━━━ Quoted passage
That’s the answer: ${\bold{\color{Blue}&space;3(x-1/6)^2+11/12}}$.

### Why this works

Consider a perfect square binomial that looks like this: $(x+d)^2=x^2+2dx+d^2.$ By “like this” I mean starting with x, not with a constant. Note that the multiplier of the second term (that’s $2d$), divided by 2 (that’s $d$) and squared (that’s $d^2$), is the third term. That means that a trinomial that starts with $x,$ not a constant, if it’s not a perfect square – that is, if it can’t be expressed as $(x+d)^2$ – can be made into a perfect square just by the addition or subtraction of a constant equal to the second term’s multiplier divided by 2 and squared.

For example, you can make $x^2-6x+3$  into a square binomial – something that can be expressed as $(x+d)^2$ – by adding or subtracting some number. What number? Here is how you find it:

• Just for now, ignore that last term. Work with $x^2-6x.$
• The second term is -6x. The multiplier of x is -6.
• Divide that number, -6, by 2. That’s -3.
• Square the result: 9.
• Add that 9 to $x^2-6x.$ That gives you $x^2-6x+9,$ which should be a perfect square trinomial.
• Rewrite that in square form: $(x-3)^2.$
• By ignoring the last term, you subtract 3. After that you add 9. In total you add $-3+9=6.$ You need something that’s equal to what you started with, so subtract 6 from the perfect square you got: $x^2-6x+3&space;=&space;(x-3)^2-6.$

There. That’s how you compile a square.

Oh, Jill, you’re making it too simple. I need to be able to do problems where a number is multiplying $x^2.$

Yes, that’s right. But you can factor that number out so that you can still solve the problem as if it started with $x^2.$

$3x^2-x+1=3(x^2-x/3)$ plus something we are temporarily ignoring.

And this is what we did above, where we converted $3x^2-x+1$ into $3(x-1/6)^2+11/12.$
━━━━━━
━━━ Supplied data
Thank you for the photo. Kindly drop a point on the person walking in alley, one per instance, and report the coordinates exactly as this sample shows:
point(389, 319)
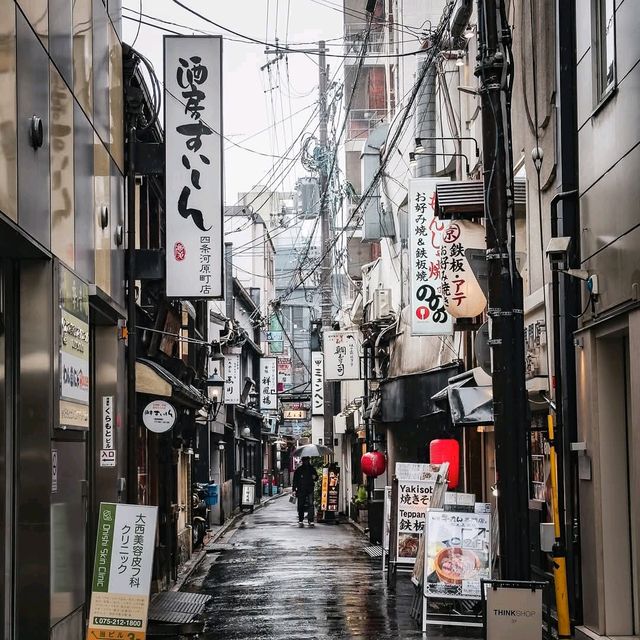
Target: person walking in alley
point(304, 481)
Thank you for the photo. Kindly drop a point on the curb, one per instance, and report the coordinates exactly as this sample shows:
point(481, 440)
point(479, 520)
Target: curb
point(198, 557)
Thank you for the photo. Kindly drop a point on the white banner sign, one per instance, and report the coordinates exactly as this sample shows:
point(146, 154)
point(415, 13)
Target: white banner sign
point(429, 315)
point(193, 153)
point(317, 383)
point(232, 390)
point(122, 571)
point(341, 355)
point(514, 613)
point(268, 384)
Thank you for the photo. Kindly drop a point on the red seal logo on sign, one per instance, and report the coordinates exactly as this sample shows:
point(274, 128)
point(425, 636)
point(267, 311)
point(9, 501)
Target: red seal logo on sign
point(422, 313)
point(179, 252)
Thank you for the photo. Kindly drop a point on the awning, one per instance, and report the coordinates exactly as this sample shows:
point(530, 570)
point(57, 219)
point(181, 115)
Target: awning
point(470, 398)
point(462, 197)
point(408, 398)
point(155, 380)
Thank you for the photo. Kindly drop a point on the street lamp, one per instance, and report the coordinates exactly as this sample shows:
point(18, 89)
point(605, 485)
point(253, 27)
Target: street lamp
point(215, 391)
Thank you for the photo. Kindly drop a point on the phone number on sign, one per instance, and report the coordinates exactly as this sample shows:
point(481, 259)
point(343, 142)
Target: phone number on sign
point(118, 622)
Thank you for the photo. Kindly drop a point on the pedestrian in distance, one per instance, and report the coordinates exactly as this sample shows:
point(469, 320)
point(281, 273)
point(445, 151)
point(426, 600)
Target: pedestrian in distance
point(304, 482)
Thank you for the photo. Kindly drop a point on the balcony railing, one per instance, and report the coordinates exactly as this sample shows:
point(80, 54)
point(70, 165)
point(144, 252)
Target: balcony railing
point(362, 121)
point(354, 38)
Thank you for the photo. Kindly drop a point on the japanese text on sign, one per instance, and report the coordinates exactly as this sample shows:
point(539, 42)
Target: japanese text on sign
point(193, 120)
point(268, 384)
point(341, 355)
point(429, 315)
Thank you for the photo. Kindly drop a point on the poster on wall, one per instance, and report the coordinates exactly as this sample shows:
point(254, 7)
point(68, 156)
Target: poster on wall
point(193, 156)
point(341, 355)
point(317, 383)
point(122, 571)
point(268, 384)
point(458, 553)
point(429, 315)
point(232, 388)
point(74, 352)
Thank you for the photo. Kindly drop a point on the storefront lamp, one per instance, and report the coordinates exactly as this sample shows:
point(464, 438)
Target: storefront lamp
point(215, 391)
point(447, 450)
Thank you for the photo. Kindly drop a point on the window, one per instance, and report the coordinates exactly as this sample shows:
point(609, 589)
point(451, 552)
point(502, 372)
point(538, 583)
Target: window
point(605, 48)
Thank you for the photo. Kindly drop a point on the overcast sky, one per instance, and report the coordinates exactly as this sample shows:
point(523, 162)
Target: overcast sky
point(249, 104)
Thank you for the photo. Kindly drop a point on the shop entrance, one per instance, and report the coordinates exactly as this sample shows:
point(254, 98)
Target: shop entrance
point(617, 460)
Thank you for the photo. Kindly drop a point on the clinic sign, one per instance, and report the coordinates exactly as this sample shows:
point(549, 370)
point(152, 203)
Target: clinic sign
point(74, 352)
point(429, 314)
point(317, 383)
point(193, 156)
point(341, 355)
point(122, 571)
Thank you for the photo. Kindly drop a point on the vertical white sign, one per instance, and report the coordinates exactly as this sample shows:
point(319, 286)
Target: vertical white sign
point(232, 388)
point(317, 383)
point(193, 154)
point(268, 384)
point(341, 355)
point(429, 315)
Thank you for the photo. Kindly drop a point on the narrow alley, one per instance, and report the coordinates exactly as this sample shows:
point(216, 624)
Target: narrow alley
point(272, 580)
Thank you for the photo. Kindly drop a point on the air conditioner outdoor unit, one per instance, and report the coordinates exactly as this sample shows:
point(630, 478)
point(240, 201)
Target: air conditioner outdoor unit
point(381, 304)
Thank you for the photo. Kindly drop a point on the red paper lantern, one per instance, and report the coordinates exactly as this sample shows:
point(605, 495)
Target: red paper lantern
point(447, 450)
point(373, 464)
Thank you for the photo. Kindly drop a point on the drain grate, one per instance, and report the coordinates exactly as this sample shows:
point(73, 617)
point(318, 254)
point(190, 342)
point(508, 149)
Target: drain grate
point(177, 606)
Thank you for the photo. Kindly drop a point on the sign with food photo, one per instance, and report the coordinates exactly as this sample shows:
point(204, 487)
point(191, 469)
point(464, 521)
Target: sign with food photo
point(458, 554)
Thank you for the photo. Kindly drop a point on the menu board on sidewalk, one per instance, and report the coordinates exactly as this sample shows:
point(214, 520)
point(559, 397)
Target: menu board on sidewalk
point(122, 571)
point(458, 553)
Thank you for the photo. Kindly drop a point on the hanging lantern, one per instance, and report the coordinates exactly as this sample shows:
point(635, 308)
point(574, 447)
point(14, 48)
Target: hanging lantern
point(462, 292)
point(447, 450)
point(373, 464)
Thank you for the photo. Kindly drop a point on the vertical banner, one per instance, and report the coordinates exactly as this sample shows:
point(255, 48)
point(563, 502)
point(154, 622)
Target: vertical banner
point(429, 315)
point(122, 571)
point(232, 390)
point(268, 384)
point(193, 171)
point(108, 451)
point(341, 355)
point(74, 352)
point(285, 373)
point(317, 384)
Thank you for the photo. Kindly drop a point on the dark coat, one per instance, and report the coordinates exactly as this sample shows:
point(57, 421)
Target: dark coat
point(304, 479)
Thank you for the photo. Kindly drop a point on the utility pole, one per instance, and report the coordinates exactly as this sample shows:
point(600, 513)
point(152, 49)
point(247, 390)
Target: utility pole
point(326, 282)
point(505, 293)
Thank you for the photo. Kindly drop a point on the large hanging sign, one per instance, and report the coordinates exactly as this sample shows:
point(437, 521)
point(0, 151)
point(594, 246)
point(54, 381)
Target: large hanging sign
point(122, 571)
point(462, 292)
point(232, 390)
point(268, 384)
point(458, 553)
point(193, 171)
point(74, 352)
point(429, 315)
point(317, 383)
point(341, 355)
point(159, 416)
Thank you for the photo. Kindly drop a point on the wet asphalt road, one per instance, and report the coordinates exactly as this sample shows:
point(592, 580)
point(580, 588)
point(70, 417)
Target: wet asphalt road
point(271, 580)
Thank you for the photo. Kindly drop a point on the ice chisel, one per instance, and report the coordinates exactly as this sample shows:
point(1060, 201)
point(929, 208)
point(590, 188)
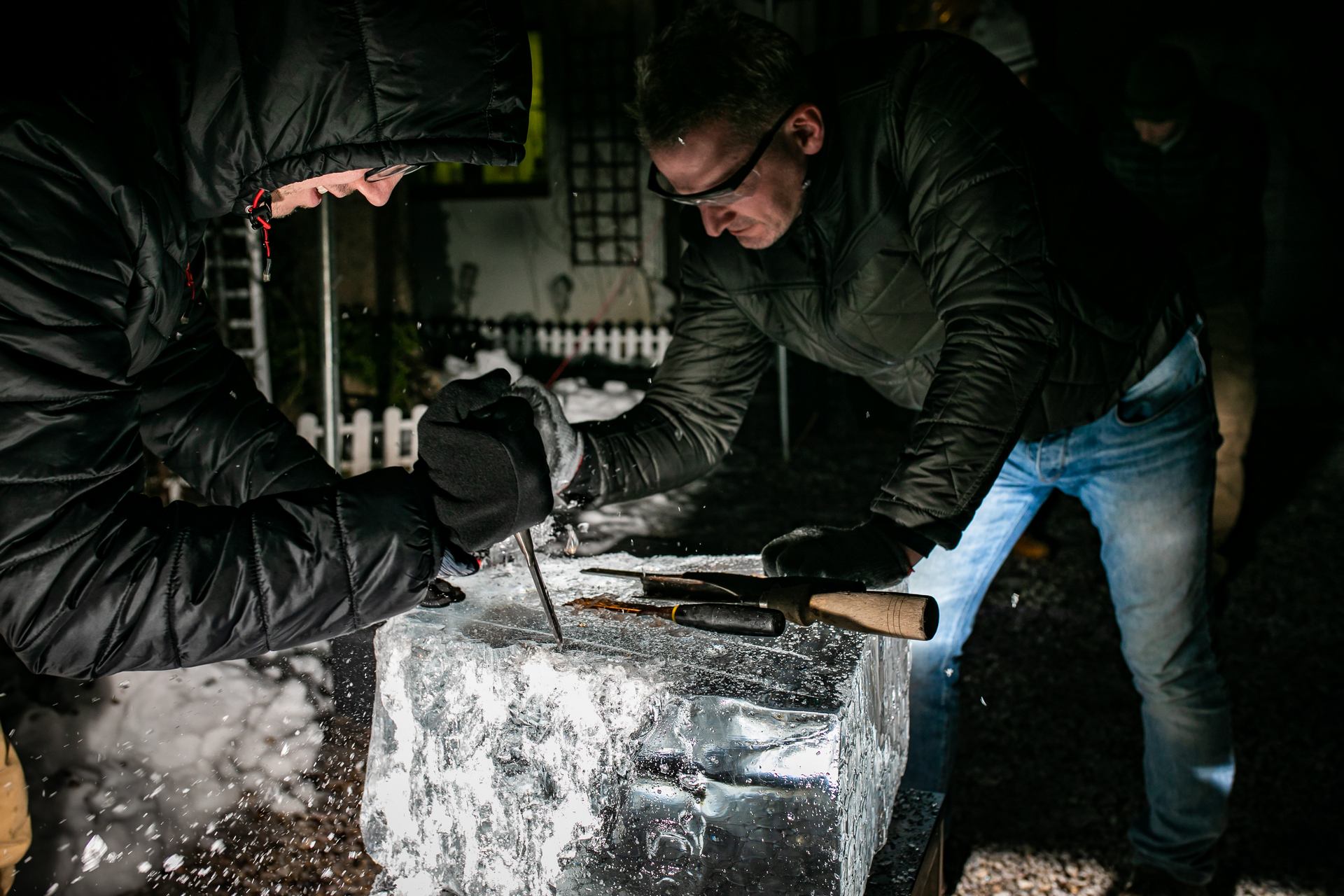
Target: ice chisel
point(723, 618)
point(524, 543)
point(802, 599)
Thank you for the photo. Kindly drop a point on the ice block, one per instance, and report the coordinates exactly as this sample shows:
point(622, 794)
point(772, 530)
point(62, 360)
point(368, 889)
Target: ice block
point(647, 758)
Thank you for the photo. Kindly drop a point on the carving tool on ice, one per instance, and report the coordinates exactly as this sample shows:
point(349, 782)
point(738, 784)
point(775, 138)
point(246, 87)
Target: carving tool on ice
point(724, 618)
point(802, 599)
point(524, 543)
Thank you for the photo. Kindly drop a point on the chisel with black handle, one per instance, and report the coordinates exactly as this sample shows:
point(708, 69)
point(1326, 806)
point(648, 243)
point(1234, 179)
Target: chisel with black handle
point(722, 618)
point(803, 601)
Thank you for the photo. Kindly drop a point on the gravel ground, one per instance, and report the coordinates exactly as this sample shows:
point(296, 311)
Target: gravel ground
point(1049, 762)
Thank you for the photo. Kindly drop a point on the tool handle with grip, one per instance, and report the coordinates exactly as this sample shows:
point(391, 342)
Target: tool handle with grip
point(899, 615)
point(730, 618)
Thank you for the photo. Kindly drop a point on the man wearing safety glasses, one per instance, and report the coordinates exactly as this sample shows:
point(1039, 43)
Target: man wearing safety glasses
point(905, 211)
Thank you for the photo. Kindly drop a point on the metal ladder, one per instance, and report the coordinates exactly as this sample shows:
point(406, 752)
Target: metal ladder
point(234, 272)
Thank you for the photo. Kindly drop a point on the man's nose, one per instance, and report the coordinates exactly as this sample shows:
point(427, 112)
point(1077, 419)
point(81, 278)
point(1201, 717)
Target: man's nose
point(715, 218)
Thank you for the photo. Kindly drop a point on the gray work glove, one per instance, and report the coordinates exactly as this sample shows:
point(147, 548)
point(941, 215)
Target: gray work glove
point(562, 442)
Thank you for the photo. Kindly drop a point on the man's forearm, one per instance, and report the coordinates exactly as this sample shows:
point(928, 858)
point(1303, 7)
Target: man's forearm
point(643, 451)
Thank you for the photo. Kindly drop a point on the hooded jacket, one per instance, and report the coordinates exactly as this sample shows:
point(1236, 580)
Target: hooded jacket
point(106, 348)
point(956, 248)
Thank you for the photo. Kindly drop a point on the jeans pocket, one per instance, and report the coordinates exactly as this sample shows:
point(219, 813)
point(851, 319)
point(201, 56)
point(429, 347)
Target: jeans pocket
point(1176, 377)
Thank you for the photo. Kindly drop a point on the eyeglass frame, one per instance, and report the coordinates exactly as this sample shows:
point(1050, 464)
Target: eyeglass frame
point(726, 187)
point(374, 175)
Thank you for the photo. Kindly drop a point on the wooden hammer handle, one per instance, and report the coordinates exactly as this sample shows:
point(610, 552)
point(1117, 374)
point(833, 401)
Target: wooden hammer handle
point(898, 615)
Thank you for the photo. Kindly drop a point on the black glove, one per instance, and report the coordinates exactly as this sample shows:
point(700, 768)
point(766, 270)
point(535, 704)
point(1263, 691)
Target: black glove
point(872, 554)
point(562, 442)
point(486, 461)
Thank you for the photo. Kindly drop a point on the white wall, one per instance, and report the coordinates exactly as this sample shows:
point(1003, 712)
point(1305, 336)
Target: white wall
point(522, 245)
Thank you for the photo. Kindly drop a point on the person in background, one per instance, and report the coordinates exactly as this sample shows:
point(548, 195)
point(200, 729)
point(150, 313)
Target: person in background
point(1200, 164)
point(904, 210)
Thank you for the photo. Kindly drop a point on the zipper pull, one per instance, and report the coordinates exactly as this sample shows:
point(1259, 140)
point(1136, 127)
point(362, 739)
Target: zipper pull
point(258, 216)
━━━━━━
- The tasks -
a: Reproduce the passage of the completing-the-square explanation between "For example, you" and "of x is -6.", inclusive.
b: Please write out the lines of the listing between the lines holding "on the street" and "point(118, 622)", inclusive.

- Answer set -
a:
For example, you can make $x^2-6x+3$  into a square binomial – something that can be expressed as $(x+d)^2$ – by adding or subtracting some number. What number? Here is how you find it:

• Just for now, ignore that last term. Work with $x^2-6x.$
• The second term is -6x. The multiplier of x is -6.

b:
Thank you for the photo. Kindly drop a point on the street lamp, one per instance, and report the coordinates exactly as this sample shows:
point(18, 89)
point(605, 485)
point(253, 27)
Target: street lamp
point(215, 391)
Thank you for the photo. Kindly drop a point on the phone number on sign, one per instance, and report the coordinates exactly as this sample shows:
point(481, 259)
point(343, 142)
Target: phone number on sign
point(118, 622)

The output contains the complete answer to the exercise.